In this stage of development, the vagina has a strong emotional impact on boys. Feelings of weakness and shortcoming make them abandon their emotional attachment to the mother and channel its energy towards their penis, which in return triggers in them fear of castration. As adults, these same emotions are the source of their negative reactions towards women. The “average man,” as Horney puts it, would prefer a woman of a lower status as his wife or love object and would aggressively belittle women and deride their self-respect with the intention to maintain his own vulnerable and indefensible self-respect. (6) Horney’s critique of adult masculinity reveals the fact that it is, to a considerable degree, constructed on 1) rejection of femininity, and 2) the subordination of women.

Data excerpts

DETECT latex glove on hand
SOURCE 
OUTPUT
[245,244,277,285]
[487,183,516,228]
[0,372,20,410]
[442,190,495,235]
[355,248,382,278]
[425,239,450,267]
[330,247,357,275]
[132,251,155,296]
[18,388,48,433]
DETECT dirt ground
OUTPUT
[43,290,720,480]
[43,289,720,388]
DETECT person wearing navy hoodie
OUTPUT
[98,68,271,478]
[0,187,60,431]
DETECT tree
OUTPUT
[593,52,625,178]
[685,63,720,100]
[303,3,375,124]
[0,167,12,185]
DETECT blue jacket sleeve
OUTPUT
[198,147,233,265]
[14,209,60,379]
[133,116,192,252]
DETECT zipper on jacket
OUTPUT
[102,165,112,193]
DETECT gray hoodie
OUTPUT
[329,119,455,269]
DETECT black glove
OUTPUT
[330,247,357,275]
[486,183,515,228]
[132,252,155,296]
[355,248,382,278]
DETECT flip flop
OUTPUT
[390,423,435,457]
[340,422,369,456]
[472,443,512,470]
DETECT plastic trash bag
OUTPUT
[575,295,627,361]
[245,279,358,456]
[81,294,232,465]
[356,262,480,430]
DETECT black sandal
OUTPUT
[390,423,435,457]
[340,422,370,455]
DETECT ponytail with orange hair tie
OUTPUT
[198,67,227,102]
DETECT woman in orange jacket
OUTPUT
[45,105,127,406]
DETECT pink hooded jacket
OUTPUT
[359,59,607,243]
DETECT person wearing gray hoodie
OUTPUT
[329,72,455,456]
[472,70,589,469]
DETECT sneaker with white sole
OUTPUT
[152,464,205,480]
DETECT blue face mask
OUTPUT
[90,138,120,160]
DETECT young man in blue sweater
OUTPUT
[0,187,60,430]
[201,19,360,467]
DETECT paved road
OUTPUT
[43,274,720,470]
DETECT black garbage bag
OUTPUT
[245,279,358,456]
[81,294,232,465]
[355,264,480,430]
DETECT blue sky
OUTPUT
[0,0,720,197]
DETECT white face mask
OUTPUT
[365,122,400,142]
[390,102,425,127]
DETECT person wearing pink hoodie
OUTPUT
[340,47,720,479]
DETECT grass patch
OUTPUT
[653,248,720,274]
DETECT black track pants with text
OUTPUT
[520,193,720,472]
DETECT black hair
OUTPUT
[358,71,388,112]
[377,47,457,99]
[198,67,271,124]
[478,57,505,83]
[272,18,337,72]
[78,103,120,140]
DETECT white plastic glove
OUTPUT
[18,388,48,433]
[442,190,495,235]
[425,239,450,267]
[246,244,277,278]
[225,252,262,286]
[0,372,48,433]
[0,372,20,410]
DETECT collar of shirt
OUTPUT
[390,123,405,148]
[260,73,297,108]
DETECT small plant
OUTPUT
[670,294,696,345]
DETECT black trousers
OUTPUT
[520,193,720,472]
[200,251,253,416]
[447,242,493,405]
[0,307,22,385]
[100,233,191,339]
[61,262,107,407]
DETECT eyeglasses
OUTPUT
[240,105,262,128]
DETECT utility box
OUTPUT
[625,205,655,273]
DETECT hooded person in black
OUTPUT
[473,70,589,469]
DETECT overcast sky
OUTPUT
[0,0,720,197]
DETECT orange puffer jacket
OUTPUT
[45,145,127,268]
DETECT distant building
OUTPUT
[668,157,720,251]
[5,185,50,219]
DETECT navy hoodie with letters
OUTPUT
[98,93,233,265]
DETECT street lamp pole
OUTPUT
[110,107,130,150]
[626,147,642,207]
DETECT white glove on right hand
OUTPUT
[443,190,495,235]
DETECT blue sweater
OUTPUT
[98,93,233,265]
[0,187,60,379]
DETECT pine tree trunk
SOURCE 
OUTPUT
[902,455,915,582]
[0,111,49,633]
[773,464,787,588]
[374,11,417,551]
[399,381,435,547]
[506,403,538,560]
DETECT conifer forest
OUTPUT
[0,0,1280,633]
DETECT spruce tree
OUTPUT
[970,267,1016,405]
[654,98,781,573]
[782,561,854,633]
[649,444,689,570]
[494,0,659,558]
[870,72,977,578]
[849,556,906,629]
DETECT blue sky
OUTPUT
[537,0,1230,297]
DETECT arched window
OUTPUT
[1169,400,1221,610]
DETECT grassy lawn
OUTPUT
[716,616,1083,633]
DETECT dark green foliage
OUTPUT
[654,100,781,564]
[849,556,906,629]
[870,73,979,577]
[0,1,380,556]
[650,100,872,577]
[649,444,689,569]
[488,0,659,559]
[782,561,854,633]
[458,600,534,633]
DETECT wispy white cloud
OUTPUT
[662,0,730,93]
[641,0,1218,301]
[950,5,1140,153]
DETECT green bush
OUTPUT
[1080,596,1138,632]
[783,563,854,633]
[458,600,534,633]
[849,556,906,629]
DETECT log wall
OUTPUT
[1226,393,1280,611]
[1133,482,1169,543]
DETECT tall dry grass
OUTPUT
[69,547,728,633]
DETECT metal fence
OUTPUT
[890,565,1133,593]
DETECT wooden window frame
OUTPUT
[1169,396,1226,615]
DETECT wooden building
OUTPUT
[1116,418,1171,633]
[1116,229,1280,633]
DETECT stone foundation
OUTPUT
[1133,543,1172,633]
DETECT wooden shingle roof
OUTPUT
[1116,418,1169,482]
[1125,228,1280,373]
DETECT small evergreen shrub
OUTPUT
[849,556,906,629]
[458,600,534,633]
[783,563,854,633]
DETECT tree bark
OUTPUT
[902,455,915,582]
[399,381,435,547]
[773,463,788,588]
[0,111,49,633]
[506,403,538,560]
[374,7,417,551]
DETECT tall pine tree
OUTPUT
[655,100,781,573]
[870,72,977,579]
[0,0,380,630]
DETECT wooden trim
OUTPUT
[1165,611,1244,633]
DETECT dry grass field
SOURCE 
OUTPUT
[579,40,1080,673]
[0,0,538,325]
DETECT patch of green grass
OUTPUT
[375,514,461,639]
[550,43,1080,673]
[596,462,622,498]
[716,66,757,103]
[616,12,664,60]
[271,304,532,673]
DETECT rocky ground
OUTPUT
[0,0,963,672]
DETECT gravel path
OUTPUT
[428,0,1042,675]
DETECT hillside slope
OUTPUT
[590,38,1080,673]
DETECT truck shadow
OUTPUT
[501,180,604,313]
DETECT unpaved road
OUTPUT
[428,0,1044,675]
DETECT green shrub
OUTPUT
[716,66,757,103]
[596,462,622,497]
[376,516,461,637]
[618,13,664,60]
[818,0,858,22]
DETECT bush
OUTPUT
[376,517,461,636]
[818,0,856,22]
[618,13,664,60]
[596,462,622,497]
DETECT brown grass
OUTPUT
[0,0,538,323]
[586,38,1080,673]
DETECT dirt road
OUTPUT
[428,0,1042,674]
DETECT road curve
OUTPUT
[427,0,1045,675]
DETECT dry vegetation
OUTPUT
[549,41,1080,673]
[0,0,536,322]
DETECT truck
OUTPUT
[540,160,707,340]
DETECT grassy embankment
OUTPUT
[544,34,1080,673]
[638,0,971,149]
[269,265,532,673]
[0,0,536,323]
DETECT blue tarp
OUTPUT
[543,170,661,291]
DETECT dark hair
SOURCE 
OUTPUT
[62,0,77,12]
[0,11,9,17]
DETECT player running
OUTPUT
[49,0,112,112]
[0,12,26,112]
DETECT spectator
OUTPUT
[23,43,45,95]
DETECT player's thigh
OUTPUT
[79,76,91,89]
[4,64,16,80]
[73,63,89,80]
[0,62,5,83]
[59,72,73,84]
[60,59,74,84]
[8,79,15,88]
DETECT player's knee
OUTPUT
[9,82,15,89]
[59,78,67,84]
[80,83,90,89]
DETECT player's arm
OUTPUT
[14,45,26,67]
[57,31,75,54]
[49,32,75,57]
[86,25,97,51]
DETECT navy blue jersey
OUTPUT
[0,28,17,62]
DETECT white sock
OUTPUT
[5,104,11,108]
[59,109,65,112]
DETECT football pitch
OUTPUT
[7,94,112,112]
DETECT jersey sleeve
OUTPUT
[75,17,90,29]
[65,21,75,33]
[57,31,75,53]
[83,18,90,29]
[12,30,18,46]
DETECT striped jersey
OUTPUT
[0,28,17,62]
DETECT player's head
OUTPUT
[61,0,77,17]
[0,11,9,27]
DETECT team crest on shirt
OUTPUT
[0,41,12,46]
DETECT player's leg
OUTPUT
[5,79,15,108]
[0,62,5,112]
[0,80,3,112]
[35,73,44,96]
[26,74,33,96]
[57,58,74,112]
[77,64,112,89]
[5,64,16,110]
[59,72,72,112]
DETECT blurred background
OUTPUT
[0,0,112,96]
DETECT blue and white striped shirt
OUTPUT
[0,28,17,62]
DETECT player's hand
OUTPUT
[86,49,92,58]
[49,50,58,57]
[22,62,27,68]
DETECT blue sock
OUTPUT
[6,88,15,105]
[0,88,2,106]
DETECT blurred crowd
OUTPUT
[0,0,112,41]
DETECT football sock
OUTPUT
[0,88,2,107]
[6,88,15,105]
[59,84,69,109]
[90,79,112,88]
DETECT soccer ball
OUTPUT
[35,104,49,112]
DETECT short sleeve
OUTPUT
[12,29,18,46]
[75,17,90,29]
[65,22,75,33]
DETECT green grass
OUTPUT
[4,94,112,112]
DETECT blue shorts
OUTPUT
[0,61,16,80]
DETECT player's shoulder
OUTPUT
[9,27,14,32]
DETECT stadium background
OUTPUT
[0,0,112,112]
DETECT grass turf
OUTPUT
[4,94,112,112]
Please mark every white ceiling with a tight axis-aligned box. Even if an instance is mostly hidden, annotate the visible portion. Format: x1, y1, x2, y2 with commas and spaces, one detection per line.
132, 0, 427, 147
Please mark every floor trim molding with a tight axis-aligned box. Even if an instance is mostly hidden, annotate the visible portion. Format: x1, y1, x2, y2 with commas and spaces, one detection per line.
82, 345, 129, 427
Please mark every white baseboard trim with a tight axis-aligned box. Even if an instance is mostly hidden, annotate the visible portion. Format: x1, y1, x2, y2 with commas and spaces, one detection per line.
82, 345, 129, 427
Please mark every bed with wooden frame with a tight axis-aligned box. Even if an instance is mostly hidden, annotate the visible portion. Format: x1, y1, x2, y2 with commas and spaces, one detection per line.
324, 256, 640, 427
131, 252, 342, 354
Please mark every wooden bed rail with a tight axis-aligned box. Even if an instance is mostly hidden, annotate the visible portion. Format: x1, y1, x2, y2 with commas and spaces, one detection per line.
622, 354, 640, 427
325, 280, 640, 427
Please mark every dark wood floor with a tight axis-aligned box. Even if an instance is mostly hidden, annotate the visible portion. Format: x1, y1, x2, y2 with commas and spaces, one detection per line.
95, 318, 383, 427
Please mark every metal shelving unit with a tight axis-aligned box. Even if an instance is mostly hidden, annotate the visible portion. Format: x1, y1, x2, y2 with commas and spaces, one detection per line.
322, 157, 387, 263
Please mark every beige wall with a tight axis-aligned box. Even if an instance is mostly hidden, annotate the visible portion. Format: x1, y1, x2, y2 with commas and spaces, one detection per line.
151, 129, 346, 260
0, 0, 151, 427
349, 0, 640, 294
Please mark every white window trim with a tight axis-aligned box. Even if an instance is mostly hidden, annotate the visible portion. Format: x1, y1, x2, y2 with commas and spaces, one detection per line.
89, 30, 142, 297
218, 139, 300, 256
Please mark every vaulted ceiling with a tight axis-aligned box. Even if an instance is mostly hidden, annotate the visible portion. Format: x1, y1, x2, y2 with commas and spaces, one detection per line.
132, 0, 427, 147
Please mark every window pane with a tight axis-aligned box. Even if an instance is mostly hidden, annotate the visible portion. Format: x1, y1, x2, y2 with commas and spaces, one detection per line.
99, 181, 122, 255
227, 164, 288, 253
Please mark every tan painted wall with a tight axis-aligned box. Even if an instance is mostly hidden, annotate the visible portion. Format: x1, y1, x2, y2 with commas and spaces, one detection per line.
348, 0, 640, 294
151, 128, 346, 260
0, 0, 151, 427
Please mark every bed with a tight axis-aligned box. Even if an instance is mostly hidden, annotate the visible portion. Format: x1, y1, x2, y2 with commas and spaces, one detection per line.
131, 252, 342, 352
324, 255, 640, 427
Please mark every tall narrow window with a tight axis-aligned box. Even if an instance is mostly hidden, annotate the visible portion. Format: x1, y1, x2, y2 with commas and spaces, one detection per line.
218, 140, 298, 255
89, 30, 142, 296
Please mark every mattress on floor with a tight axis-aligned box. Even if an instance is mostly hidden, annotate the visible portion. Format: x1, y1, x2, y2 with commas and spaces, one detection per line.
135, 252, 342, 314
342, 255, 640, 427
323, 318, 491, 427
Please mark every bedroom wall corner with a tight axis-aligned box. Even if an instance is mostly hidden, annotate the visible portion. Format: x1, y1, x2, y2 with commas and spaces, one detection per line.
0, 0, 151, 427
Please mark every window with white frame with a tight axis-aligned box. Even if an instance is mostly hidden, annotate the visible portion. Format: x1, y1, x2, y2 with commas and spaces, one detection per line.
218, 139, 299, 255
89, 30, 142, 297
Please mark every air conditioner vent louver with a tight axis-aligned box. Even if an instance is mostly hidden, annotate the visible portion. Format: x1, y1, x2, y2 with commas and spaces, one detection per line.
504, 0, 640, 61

Stated task 1
According to the passage on Horney's critique of masculinity, what two things is adult masculinity largely constructed on?
Stated task 2
Carry on the passage on Horney's critique of masculinity, starting after its final sentence.
The records that come after the text are separate material and are unrelated to it.

Expected answer 1
Rejection of femininity and the subordination of women.

Expected answer 2
Putting forward the concept of “womb envy” to contest the concept of “penis envy,” she indicates that when the anxiety experienced by some men regarding women’s ability to give birth is repressed, these men are urged to either dominate women or to be successful with the aim of making their name survive (7). Horney asserts that men’s feeling of womb envy is stronger than women’s feeling of penis envy for the simple reason that “men need to disparage women more than women need to disparage men.”(8) As in “penis envy” in some women, she regards “womb envy” in some men to be a psychosocial inclination, not an inborn attribute (1967).

In fact, men’s “womb envy” is reflected in mythologies around the world. From Adam giving birth to Eve from a womb inside his left rib, to Zeus giving birth to Athena from a womb inside his head, to Vishnu giving birth to Brahma from a lotus womb inside his navel, all express this fundamental feeling of envy in men towards women’s ability to give birth.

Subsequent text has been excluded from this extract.